(Text block)
________________________
A bank’s gross negligence in dishonoring a well-funded check, aggravated by its unreasonable delay in repairing the error, calls for an award of moral and exemplary damages. The resulting injury to the check writer’s reputation and peace of mind needs to be recognized and compensated.

The Case

Before us is a Petition for Review[1] under Rule 45 of the Rules of Court, seeking to reverse and set aside the March 28, 2001 Decision[2] and the February 5, 2002 Resolution[3] of the Court of Appeals (CA) in CA-GR CV No. 55002. The assailed Decision disposed as follows:
WHEREFORE, the appeal is DISMISSED, with costs against defendant-appellant.”[4]
The CA denied reconsideration in its February 5, 2002 Resolution.

The Facts

The facts are summarized by the CA as follows:
“Carmen Arrieta is a bank depositor of Solidbank Corporation under Checking Account No. 123-1996. On March 1990, Carmen issued SBC Check No. 0293984 (Exh. ‘A’) in the amount of P330.00 in the name of Lopue’s Department Store in payment of her purchases from said store. When the check was deposited by the store to its account, the same was dishonored due to ‘Account Closed’ (Exh. ‘B’) despite the fact that at the time the check was presented for payment, Carmen’s checking account was still active and backed up by a deposit of P1,275.20.

“As a consequence of the check’s dishonor, Lopue’s Department Store sent a demand letter to Carmen (Exh. ‘C’) threatening her with criminal prosecution unless she redeemed the check within five (5) days. To avoid criminal prosecution, Carmen paid P330.00 in cash to the store, plus a surcharge of P33.00 for the bouncing check, or a total of P363.00 (Exh. ‘F’).

“Thereupon, Carmen filed a complaint against Solidbank Corporation for damages alleging that the bank, by its carelessness and recklessness in    certifying that her account was closed despite the fact that it was still very much active and sufficiently funded, had destroyed her good name and reputation and prejudiced not only herself but also her family in the form of mental anguish, sleepless nights, wounded feelings and social humiliation. She prayed that she be awarded moral and exemplary damages as well as attorney’s fees.

“In its answer, the bank claimed that Carmen, contrary to her undertaking as a depositor, failed to maintain the required balance of at least P1,000.00 on any day of the month. Moreover, she did not handle her account in a manner satisfactory to the bank. In view of her violations of the general terms and conditions governing the establishment and operation of a current account, Carmen’s account was recommended for closure. In any event, the bank claimed good faith in declaring her account closed since one of the clerks, who substituted for the regular clerk, committed an honest mistake when he thought that the subject account was already closed when the ledger containing the said account could not be found.
________________________
(Data excerpt)
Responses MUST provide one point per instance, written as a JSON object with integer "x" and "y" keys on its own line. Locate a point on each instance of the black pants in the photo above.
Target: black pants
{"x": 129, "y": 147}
________________________
(To-do list)
1 – Repeat the part of the dishonored-check ruling between "The facts are" and "deposit of P1,275.20.", inclusive.
2 – Carry the dishonored-check ruling forward from the point where it stops.

(Task answers)
1 –
The facts are summarized by the CA as follows:
“Carmen Arrieta is a bank depositor of Solidbank Corporation under Checking Account No. 123-1996. On March 1990, Carmen issued SBC Check No. 0293984 (Exh. ‘A’) in the amount of P330.00 in the name of Lopue’s Department Store in payment of her purchases from said store. When the check was deposited by the store to its account, the same was dishonored due to ‘Account Closed’ (Exh. ‘B’) despite the fact that at the time the check was presented for payment, Carmen’s checking account was still active and backed up by a deposit of P1,275.20.

2 –
“After trial, the lower court rendered its decision holding that Solidbank Corporation was grossly negligent in failing to check whether or not Carmen’s account was still open and viable at the time the transaction in question was made. Hence, the bank was liable to Carmen for moral and exemplary damages, as well as attorney’s fees. It held that the bank was remiss in its duty to treat Carmen’s account with the highest degree of care, considering the fiduciary nature of their relationship. The dispositive portion of the decision reads:

“WHEREFORE, the Court hereby renders judgment in favor of the plaintiff as against the defendant-bank, and defendant-bank is ordered to pay moral damages of P150,000.00; exemplary damages of P50,000.00; and attorney’s fees of P20,000.00, plus costs.

Ruling of the Court of Appeals

The CA debunked the contention of the bank that the latter was not liable. According to petitioner, the dishonor of the check by reason of “Account Closed” was an honest mistake of its employee. The appellate court held that the error committed by the bank employee was imputable to the bank. Banks are obliged to treat the accounts of their depositors with meticulous care, regardless of the amount of the deposit. Failing in this duty, petitioner was found grossly negligent. The failure of the bank to immediately notify Respondent Carmen Arrieta of its unilateral closure of her account manifested bad faith, added the CA.

The appellate court likewise affirmed the award of moral damages. It held that the bank’s wrongful act was the proximate cause of Carmen’s moral suffering. The CA ruled that the lack of malice and bad faith on the part of petitioner did not suffice to exculpate the latter from liability; the bank’s gross negligence amounted to a wilful act. The trial court’s award of exemplary damages and attorney’s fees was sustained in view of respondent’s entitlement to moral damages.

Hence, this Petition.[6]


Petitioner raises the following issues for our consideration:

Whether or not x x x respondents are entitled to recovery of moral and exemplary damages and attorney’s fees.


Whether or not the award of moral and exemplary damages and attorney’s fees is excessive, arbitrary and contrary to prevailing jurisprudence.”[7]
The Court’s Ruling

The Petition is partly meritorious.

Main Issue:
Petitioner’s Liability for Damages

Petitioner contends that the award of moral damages was erroneous because of the failure of Respondent Carmen to establish that the dishonor of Check No. 0293984 on March 30, 1990 was the direct and only cause of the “social humiliation, extreme mental anguish, sleepless nights, and wounded feelings suffered by [her].” It referred to an occasion fifteen days before, on March 15, 1990, during which another check (Check No. 0293983) she had issued had likewise been dishonored.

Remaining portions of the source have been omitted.